Rewrite the material below with every "determine" switched to "find" and nothing else changed. Leave the pictures out of your answer.

### Given information ###

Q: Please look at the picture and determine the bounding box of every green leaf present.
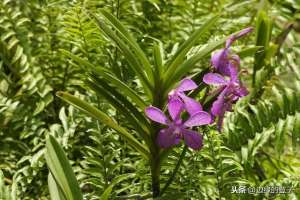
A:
[48,173,66,200]
[238,46,264,58]
[92,11,153,100]
[87,77,151,145]
[56,92,150,159]
[100,9,153,82]
[11,45,23,64]
[164,15,219,80]
[100,184,114,200]
[59,49,108,71]
[93,68,147,110]
[45,135,83,200]
[164,37,228,92]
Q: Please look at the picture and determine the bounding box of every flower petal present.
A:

###

● Written response
Q: Please look at the picture and find the bounding box of every green leaf present.
A:
[48,173,66,200]
[238,46,264,58]
[92,11,153,100]
[87,77,151,145]
[56,92,150,159]
[100,9,153,82]
[11,45,23,64]
[164,15,219,80]
[100,184,114,200]
[59,49,108,71]
[93,68,147,110]
[45,135,83,200]
[164,37,228,92]
Q: Please look at the picture and find the bounding box of every flower petal present.
A:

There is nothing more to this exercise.